Sixteen-year-old winger starting rookie season 27 years after his dad played for original Prince George WHL team
23 Cougars Ryan and Caden Brown cropped
Former Prince George Cougar defenceman Ryan Brown, left, and his 16-year-old son Caden, celebrate a Canadian Sport School Hockey League tournament win in February 2020, while Caden was playing for Delta Hockey Academy. The younger Brown is about to start his first WHL season with the Cougars.

When 16-year-old Caden Brown lines up this season to play his first Western Hockey League game, he will become the first second-generation Prince George Cougar.

Chosen by the Cougars in the first round, 17th overall in the 2020 WHL draft, Brown did not get to play last season as a 15 year-old, unlike Cougars forward Riley Heidt, who suited up for all 22 games. With hockey league cancelled because of the pandemic, the WHL made an exception to allow each team one underaged player in the 2021 season and Brown did not get to play for the Cougars.

SUPPLIED DATA |
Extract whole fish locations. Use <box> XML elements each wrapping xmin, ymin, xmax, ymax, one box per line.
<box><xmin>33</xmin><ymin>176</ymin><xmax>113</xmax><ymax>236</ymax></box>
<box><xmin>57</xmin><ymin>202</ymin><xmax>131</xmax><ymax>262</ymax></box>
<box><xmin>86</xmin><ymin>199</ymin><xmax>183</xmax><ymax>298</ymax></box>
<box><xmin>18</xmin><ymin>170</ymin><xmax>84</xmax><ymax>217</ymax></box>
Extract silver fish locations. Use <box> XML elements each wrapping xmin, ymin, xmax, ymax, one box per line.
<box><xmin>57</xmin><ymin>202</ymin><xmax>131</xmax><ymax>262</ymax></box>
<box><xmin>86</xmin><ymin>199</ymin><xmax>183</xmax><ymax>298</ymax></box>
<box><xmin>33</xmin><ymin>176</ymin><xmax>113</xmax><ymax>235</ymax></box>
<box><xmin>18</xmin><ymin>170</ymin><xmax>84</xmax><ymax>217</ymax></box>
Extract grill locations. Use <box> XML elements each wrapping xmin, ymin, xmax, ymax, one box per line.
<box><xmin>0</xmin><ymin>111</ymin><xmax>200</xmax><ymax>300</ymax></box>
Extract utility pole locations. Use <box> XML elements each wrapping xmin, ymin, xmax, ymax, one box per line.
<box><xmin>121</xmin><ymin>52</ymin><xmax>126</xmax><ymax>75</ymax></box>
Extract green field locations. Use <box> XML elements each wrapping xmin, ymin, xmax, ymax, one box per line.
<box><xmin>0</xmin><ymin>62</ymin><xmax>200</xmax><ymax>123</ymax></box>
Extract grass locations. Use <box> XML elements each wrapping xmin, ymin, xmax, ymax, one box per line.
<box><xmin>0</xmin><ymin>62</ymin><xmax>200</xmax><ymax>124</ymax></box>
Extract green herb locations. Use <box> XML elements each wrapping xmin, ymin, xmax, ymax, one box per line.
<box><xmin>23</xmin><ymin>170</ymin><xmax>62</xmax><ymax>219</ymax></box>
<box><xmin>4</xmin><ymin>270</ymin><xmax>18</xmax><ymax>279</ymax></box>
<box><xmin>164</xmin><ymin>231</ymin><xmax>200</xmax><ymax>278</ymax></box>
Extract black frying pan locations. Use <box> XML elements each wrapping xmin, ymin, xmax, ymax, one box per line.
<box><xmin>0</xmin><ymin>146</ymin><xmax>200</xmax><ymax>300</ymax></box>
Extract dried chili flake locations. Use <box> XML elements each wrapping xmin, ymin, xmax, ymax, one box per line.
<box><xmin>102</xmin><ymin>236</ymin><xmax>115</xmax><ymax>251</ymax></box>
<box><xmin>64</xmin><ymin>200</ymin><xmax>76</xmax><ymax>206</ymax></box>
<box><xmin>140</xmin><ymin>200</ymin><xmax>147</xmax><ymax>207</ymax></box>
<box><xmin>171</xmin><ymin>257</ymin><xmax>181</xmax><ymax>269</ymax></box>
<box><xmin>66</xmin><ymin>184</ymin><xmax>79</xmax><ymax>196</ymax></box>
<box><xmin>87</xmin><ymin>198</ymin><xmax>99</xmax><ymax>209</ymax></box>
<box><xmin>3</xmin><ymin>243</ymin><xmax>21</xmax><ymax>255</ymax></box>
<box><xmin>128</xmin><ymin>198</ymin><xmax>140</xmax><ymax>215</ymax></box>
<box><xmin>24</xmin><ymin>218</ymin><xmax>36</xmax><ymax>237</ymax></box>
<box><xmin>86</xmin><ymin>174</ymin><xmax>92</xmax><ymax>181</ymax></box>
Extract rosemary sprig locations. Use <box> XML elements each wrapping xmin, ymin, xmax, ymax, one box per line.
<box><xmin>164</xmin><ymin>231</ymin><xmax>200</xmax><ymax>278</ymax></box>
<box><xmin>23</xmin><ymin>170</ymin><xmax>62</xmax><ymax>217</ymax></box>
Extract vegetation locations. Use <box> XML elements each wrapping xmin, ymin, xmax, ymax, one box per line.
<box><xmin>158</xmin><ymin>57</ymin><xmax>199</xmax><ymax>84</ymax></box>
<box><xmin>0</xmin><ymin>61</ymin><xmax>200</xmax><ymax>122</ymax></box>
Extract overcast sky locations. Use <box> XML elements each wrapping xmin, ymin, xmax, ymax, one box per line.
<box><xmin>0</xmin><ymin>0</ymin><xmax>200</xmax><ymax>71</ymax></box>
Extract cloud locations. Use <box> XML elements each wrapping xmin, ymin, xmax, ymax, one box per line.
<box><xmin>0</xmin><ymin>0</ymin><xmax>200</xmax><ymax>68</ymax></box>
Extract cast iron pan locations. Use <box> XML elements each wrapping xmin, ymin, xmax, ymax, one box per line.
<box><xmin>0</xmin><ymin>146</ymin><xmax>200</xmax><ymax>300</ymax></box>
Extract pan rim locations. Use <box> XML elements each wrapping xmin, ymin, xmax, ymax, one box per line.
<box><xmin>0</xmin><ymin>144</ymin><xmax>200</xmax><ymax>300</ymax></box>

SET OF TASKS |
1. In the article about Caden Brown, what reason is given for the WHL's exception allowing each team one underaged player in the 2021 season?
2. Do these statements agree with the article about Caden Brown? Answer yes or no for each and quote the deciding words. (a) Caden Brown was picked in the first round of the 2020 WHL draft. (b) Riley Heidt played in about half of the Cougars' 22 games. (c) Ryan Brown played defense for the Prince George Cougars.

SOLVED PROBLEMS |
1. The WHL made the exception because hockey league play had been cancelled due to the pandemic.

2.
(a) Yes: "Chosen by the Cougars in the first round, 17th overall in the 2020 WHL draft"
(b) No: "who suited up for all 22 games"
(c) Yes: "Former Prince George Cougar defenceman Ryan Brown"